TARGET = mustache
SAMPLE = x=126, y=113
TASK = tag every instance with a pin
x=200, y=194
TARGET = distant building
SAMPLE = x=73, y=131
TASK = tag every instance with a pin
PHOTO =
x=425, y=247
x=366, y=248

──────

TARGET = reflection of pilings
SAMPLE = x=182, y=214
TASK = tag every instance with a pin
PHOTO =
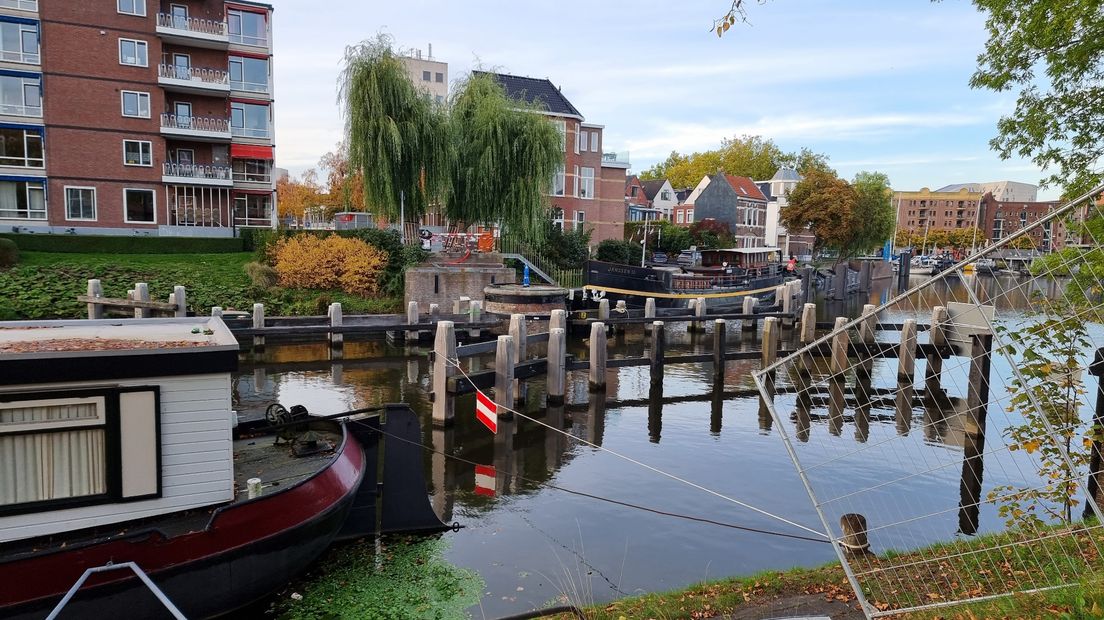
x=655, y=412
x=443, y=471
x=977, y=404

──────

# Problem statement
The expected answer is a copy of every line in the entries that holds the word "SAMPLE".

# The completed task
SAMPLE = x=126, y=113
SAMPLE = x=73, y=131
SAMPLE = x=182, y=214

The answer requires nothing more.